§ ACTIVITY:
Your answer should be an exact copy of the data.

Stored data entries

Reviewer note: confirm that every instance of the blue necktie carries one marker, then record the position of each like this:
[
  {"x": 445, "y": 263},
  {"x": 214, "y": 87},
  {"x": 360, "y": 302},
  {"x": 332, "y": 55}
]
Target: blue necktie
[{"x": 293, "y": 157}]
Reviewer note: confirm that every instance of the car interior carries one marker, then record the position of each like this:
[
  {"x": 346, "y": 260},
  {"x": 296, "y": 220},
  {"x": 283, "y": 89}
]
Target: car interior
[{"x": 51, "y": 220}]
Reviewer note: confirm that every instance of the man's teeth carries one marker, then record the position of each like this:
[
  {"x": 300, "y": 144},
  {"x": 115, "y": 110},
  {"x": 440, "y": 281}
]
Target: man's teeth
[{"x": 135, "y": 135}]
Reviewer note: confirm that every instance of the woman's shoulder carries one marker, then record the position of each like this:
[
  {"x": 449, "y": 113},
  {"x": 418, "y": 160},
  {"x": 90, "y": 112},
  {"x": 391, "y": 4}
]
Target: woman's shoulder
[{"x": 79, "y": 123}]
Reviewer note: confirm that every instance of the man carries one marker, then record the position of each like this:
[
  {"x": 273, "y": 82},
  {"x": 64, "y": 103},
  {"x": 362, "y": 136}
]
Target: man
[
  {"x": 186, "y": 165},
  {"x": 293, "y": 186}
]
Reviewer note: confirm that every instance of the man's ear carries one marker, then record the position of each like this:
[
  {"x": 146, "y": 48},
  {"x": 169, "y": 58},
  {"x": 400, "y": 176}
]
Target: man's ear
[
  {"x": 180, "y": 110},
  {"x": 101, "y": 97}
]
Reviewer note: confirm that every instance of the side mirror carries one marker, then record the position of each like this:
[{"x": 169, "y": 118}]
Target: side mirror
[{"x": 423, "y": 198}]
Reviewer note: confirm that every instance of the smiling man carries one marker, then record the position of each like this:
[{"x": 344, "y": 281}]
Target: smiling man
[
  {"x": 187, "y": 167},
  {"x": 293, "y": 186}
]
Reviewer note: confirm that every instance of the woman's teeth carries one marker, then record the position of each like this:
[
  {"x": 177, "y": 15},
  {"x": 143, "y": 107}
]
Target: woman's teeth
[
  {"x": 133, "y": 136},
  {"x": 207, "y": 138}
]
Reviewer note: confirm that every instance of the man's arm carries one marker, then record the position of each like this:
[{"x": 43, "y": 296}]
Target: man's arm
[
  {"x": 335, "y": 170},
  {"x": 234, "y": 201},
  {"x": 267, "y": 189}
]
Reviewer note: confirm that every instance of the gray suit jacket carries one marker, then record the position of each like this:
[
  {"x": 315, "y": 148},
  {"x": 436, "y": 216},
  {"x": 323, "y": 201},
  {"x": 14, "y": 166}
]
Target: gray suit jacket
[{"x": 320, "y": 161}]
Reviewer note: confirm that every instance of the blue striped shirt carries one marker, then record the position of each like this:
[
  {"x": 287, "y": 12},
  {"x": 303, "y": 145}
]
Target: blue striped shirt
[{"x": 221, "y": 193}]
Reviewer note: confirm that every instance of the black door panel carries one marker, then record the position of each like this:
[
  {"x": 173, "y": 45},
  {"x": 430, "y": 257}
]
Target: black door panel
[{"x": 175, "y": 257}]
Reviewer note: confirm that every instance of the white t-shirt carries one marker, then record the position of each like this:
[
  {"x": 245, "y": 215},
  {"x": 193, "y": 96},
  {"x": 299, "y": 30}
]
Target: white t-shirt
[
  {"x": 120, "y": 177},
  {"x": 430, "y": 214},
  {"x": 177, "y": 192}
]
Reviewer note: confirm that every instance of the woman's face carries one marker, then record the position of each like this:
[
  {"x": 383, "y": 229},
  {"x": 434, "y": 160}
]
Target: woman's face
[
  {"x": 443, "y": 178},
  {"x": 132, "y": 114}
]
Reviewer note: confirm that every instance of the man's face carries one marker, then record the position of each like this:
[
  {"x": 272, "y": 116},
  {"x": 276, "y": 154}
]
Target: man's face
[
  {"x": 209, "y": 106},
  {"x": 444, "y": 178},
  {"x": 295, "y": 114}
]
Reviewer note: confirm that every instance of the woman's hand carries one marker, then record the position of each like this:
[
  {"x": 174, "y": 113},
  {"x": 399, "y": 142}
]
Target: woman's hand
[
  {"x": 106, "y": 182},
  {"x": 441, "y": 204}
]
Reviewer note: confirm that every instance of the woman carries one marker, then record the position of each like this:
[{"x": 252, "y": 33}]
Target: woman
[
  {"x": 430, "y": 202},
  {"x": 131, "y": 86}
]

§ EXERCISE ANSWER:
Reviewer note: confirm that every instance of the blue necktie carries one marker, then record the position of each like this:
[
  {"x": 445, "y": 263},
  {"x": 214, "y": 87},
  {"x": 360, "y": 302},
  {"x": 332, "y": 55}
]
Target: blue necktie
[{"x": 293, "y": 157}]
Reviewer note: confirm that every instance of the car interior carries one marker, then record the position of each like this:
[
  {"x": 346, "y": 260},
  {"x": 296, "y": 220},
  {"x": 283, "y": 89}
]
Target: car interior
[{"x": 51, "y": 220}]
Reviewer note: confirm that every instance of the man's teeth carries one marker, then record the position of each like this:
[
  {"x": 300, "y": 144},
  {"x": 115, "y": 110},
  {"x": 440, "y": 281}
]
Target: man's teeth
[{"x": 135, "y": 135}]
Reviewer note: confirm that every instance of the woman's shoulder carries one marker, then record the position of each like this:
[
  {"x": 449, "y": 113},
  {"x": 418, "y": 160},
  {"x": 90, "y": 112},
  {"x": 391, "y": 4}
]
Target: woman's shoulder
[{"x": 79, "y": 123}]
Reviewer note: confirm that every instance of the man carries one marker, then record the position of each like this:
[
  {"x": 273, "y": 82},
  {"x": 64, "y": 103},
  {"x": 362, "y": 136}
]
Target: man
[
  {"x": 186, "y": 165},
  {"x": 293, "y": 186}
]
Reviewer note: confirm that every instance of the man's ear carries one marker, then record the position of each like this:
[
  {"x": 146, "y": 48},
  {"x": 169, "y": 58},
  {"x": 400, "y": 176}
]
Target: man's ear
[
  {"x": 180, "y": 110},
  {"x": 101, "y": 97}
]
Reviewer note: confirm that every instance of the side mirror carries one marker, then record the position of each like this:
[{"x": 169, "y": 118}]
Target: side mirror
[{"x": 423, "y": 198}]
Reviewer note: confirm that every instance of the smiling man carries one marker, then record the position of each like this:
[{"x": 344, "y": 281}]
Target: smiling man
[
  {"x": 187, "y": 167},
  {"x": 293, "y": 186}
]
Reviewer note: confirm that every instance of the woman's teeth carries one marker, then record the position of each like this:
[
  {"x": 177, "y": 15},
  {"x": 143, "y": 107}
]
Target: woman's teeth
[
  {"x": 133, "y": 136},
  {"x": 207, "y": 138}
]
Reviewer note: confirm that every instance of the man's arm carries one marker, then record the position of each like this:
[{"x": 43, "y": 296}]
Target: man's arm
[
  {"x": 335, "y": 170},
  {"x": 234, "y": 201},
  {"x": 267, "y": 189}
]
Reviewer note: confirm that every instance of the gray suit jacket carries one marker, then record the position of each like this:
[
  {"x": 315, "y": 148},
  {"x": 436, "y": 216},
  {"x": 323, "y": 201},
  {"x": 14, "y": 166}
]
Target: gray suit jacket
[{"x": 320, "y": 161}]
Reviewer note: confirm that every instance of the blue striped shirt carries one marker, then record the position of each like this:
[
  {"x": 287, "y": 12},
  {"x": 303, "y": 145}
]
Target: blue striped shirt
[{"x": 221, "y": 193}]
Reviewer note: confirm that every instance of the black door panel carries one marker, then record the position of each like this:
[
  {"x": 173, "y": 45},
  {"x": 430, "y": 257}
]
Target: black door panel
[{"x": 175, "y": 257}]
Reviewer note: confirm that every instance of the white t-shirt carries one marker, then record the position of each like this:
[
  {"x": 245, "y": 215},
  {"x": 193, "y": 96},
  {"x": 299, "y": 30}
]
Target: white t-shirt
[
  {"x": 120, "y": 177},
  {"x": 430, "y": 214},
  {"x": 177, "y": 192}
]
Reviewer note: confirm that every instance of the woman's face carries one marker, then record the position of each like this:
[
  {"x": 383, "y": 229},
  {"x": 434, "y": 160}
]
Target: woman's face
[
  {"x": 443, "y": 178},
  {"x": 132, "y": 114}
]
Reviewer note: confirm that every instance of the man's face carries one marker, then record the position of each like this:
[
  {"x": 272, "y": 116},
  {"x": 276, "y": 154}
]
Target: man's face
[
  {"x": 209, "y": 106},
  {"x": 444, "y": 178},
  {"x": 295, "y": 114}
]
Reviewer note: confirm that every instance of the woman's hand carries one marker, then record the position of each like this:
[
  {"x": 174, "y": 113},
  {"x": 399, "y": 142}
]
Target: woman's hand
[
  {"x": 106, "y": 182},
  {"x": 441, "y": 204}
]
Reviewer note: confirm that every instance of the woman carries one marker, then record the position of each like this:
[{"x": 252, "y": 33}]
Target: woman
[
  {"x": 430, "y": 202},
  {"x": 131, "y": 86}
]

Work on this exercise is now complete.